» **What to work on**
Rescale the answer coordinates in every one of the entries below by multiplying each by 0.25 and rounding to a whole number, with halves rounded up. Reproduce all lines, requests included, and leave the numbers in the requests and their format samples unchanged.
═══ Extracted data ═══
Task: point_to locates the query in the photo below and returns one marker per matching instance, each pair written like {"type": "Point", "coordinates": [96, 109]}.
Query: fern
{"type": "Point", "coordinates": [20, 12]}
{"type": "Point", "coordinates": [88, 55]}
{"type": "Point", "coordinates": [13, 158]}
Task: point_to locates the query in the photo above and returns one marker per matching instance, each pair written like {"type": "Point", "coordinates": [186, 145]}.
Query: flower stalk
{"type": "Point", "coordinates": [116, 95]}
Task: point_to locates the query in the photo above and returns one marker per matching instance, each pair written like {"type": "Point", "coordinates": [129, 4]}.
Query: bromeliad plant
═══
» **Task output**
Task: point_to locates the query in the photo below and returns one marker per matching instance, each pair written like {"type": "Point", "coordinates": [96, 109]}.
Query: fern
{"type": "Point", "coordinates": [5, 3]}
{"type": "Point", "coordinates": [22, 14]}
{"type": "Point", "coordinates": [3, 40]}
Task: point_to locates the query in the photo above and returns one marker per matching instance, each pair written like {"type": "Point", "coordinates": [186, 145]}.
Query: flower stalk
{"type": "Point", "coordinates": [29, 24]}
Task: point_to locates the query in the photo above and returns one marker per matching instance, each pair written like {"type": "Point", "coordinates": [129, 4]}.
Query: bromeliad plant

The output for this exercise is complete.